§ **EXERCISE REQUIREMENTS**
Every line from the line containing "In the photo above, where can the pink" through the final line below is to be repeated exactly; no other line is.

§ **DATASET EXTRACT**
· · · · · · ·
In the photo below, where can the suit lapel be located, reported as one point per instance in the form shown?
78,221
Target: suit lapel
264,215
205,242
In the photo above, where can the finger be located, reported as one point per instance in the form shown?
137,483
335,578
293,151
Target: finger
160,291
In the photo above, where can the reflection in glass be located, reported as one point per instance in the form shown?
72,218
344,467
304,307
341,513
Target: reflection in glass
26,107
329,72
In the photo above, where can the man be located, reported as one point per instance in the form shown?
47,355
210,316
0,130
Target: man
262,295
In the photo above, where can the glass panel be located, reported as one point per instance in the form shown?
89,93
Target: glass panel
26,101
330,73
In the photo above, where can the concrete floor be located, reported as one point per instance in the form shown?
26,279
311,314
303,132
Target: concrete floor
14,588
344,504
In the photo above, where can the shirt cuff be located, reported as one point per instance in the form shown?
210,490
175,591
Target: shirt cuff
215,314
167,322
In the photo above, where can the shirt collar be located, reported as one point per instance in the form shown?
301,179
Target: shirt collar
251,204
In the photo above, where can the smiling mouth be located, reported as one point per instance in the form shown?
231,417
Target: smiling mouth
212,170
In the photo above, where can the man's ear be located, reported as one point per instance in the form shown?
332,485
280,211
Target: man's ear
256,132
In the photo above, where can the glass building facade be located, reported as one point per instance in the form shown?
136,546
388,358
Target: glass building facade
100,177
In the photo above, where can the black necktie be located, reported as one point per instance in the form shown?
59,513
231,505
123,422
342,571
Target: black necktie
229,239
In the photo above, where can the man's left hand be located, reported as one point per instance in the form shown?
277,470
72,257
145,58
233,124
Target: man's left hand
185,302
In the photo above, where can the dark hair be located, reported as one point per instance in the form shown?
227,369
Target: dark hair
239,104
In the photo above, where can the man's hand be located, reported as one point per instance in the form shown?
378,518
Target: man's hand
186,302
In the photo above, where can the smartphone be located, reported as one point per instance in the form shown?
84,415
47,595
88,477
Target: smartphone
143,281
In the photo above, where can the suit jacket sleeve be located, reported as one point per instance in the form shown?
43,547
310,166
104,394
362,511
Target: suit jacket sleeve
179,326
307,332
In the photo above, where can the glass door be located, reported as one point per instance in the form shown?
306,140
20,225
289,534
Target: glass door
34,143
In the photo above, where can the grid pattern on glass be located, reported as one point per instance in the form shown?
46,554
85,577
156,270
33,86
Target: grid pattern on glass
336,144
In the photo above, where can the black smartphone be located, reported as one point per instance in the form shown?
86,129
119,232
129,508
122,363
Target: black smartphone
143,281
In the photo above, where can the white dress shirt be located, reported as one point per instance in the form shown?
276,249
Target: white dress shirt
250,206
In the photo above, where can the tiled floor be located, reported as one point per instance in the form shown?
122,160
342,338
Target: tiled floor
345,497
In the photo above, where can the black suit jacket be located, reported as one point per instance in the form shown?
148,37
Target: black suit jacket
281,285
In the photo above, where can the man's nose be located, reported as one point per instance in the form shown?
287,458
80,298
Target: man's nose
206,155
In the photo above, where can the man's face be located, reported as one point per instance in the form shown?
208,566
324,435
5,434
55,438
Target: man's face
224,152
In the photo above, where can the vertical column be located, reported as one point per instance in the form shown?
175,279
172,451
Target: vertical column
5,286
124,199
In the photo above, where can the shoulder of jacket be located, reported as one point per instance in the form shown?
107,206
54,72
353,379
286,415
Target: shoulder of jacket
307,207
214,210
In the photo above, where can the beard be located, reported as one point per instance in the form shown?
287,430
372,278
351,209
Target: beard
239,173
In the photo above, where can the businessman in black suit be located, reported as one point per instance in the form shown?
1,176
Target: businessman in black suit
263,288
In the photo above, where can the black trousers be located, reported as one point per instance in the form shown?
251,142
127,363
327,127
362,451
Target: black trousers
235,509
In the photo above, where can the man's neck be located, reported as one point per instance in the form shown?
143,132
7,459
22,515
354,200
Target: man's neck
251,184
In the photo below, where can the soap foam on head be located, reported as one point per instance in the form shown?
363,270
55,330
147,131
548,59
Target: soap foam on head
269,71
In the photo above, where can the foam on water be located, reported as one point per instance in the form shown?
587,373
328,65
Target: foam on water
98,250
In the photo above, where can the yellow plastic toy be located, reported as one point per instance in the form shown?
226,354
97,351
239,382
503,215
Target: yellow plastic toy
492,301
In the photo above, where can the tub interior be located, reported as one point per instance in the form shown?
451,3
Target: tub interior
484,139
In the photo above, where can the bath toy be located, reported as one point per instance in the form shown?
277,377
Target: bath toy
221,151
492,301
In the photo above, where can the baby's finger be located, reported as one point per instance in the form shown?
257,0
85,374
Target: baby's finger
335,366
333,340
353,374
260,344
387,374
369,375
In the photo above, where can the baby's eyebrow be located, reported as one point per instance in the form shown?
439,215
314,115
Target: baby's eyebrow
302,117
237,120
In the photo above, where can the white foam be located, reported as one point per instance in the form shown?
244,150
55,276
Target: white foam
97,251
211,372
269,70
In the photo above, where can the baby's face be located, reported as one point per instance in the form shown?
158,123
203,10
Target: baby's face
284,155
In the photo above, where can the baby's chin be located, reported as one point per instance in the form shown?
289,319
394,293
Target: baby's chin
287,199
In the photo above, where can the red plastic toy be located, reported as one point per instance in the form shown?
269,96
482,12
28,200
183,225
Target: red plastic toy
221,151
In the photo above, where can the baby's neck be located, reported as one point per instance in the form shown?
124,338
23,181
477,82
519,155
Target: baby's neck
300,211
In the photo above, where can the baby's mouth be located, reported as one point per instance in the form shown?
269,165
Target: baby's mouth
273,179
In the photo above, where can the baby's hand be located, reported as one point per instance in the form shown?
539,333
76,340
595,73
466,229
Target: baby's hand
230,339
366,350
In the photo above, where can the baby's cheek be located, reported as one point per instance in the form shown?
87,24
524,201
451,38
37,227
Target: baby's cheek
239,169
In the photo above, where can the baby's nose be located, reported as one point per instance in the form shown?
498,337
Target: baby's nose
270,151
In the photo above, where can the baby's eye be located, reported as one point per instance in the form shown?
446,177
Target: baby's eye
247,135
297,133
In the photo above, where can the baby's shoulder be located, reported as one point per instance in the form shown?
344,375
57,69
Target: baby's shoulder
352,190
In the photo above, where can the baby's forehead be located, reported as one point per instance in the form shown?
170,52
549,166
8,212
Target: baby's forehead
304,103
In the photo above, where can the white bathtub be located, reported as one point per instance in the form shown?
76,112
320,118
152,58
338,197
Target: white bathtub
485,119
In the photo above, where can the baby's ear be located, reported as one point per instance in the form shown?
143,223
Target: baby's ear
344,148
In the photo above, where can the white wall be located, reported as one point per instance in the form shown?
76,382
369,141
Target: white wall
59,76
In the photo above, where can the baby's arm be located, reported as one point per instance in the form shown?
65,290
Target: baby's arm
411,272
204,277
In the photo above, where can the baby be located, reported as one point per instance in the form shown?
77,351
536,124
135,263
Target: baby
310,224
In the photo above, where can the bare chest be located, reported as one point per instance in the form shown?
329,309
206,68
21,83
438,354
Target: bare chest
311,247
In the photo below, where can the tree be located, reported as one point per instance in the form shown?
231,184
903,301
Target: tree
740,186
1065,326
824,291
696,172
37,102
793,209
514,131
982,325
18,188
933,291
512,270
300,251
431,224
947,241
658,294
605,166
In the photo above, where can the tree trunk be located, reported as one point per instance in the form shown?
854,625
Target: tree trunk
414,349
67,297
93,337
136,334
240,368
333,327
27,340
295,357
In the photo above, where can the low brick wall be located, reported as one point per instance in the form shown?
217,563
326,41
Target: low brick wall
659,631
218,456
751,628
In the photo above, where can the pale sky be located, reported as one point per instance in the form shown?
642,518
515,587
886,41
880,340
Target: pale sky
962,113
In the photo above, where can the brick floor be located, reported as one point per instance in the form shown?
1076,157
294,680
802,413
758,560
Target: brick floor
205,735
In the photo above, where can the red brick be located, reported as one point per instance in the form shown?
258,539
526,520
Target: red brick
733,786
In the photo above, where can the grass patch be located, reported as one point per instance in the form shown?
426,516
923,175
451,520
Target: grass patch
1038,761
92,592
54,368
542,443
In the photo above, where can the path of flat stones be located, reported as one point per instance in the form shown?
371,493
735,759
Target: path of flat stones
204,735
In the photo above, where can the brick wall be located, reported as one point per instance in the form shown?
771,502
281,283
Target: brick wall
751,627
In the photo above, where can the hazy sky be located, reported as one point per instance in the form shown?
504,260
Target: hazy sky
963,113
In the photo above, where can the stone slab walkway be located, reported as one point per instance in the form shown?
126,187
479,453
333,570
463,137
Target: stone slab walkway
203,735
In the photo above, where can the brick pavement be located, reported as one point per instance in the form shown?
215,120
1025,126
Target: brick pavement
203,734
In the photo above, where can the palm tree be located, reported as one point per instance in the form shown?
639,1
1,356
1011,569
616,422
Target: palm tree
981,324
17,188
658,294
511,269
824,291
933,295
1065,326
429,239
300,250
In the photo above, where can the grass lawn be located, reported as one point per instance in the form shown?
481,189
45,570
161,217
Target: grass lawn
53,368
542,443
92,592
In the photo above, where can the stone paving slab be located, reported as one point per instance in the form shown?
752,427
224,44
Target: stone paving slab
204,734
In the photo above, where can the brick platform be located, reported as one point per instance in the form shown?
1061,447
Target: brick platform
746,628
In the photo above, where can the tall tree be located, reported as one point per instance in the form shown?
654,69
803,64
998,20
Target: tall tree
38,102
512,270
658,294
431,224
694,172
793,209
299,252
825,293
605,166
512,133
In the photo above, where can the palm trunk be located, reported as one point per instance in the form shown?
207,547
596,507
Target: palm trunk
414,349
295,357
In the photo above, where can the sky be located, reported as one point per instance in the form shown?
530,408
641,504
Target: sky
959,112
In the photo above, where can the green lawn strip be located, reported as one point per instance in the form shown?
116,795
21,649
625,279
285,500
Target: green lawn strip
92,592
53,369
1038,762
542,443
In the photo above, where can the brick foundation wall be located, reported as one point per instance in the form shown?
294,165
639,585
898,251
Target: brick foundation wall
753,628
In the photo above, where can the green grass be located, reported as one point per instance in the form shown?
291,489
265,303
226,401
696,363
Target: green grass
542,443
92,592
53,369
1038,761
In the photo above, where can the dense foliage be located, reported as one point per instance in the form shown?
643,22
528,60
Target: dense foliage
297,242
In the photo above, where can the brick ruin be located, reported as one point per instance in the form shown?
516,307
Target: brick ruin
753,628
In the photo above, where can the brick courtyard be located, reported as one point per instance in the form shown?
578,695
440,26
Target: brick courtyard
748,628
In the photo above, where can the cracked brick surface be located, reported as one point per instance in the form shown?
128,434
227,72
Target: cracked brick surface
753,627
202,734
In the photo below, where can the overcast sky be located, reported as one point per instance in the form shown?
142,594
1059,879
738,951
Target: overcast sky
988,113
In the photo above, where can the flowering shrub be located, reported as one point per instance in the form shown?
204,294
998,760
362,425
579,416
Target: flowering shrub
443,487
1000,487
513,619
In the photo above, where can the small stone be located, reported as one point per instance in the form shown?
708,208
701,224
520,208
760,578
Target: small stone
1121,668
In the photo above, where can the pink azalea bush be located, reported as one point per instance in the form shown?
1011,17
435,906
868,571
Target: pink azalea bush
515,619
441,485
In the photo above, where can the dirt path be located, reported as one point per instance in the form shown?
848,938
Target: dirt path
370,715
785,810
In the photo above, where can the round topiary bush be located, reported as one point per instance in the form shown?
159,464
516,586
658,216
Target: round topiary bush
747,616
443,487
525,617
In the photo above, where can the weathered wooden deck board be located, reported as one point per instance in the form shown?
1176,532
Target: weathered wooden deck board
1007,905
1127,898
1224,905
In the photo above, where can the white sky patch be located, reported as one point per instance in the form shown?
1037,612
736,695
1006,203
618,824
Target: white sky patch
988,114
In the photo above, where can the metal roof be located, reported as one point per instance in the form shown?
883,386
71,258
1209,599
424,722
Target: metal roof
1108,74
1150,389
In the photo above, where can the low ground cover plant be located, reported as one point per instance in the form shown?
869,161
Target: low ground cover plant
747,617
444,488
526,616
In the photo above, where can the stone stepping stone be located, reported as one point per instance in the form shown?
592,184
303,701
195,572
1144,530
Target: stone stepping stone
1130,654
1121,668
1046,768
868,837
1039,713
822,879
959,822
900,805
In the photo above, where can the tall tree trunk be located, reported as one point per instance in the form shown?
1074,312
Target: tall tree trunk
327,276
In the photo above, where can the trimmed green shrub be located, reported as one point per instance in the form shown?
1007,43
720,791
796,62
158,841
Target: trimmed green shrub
· · · · · · ·
§ **WRITTEN SOLUTION**
In the photo above, where can the pink azalea bush be located, reported as one point per instance in the form shown?
1011,17
435,906
868,571
Target: pink azalea bush
515,619
441,485
In the photo above, where can the dirt path be located, reported as one point per instance in the form shown?
848,938
Target: dirt path
370,715
785,810
In the photo above, where can the round topiary bush be located, reported as one point per instance in the form shown?
159,464
516,586
658,216
Target: round topiary bush
747,616
443,487
525,617
In the photo above, where can the weathered wooden deck board be located, reported as one point per instance in the form shown?
1176,532
Target: weathered wooden deck board
1007,905
1127,898
1224,905
In the photo above, where can the white sky patch be located, reported as one point per instance in the form shown?
1037,612
736,695
1006,203
618,824
Target: white sky patch
988,114
In the photo above, where can the metal roof be located, reported as one point per instance in the form shown?
883,386
71,258
1209,599
424,722
Target: metal roof
1108,74
1150,389
In the photo above, where can the low ground cover plant be located, reported as one point per instance in the form shown?
869,161
Target: low ground cover plant
747,617
444,488
526,616
In the photo above, where can the stone stepping stone be located, reported as one point per instance in the form shown?
592,184
303,701
195,572
1144,530
Target: stone stepping stone
1130,654
1121,668
1046,768
868,837
1039,713
822,879
959,822
900,805
In the photo above, where can the tall tree trunk be located, reported as one point per instance in the form shown?
1074,312
Target: tall tree trunk
327,276
In the photo above, where can the trimmed green shrub be located, reported as one point per instance in the form shown?
1007,43
720,791
796,62
158,841
Target: trimmed green shrub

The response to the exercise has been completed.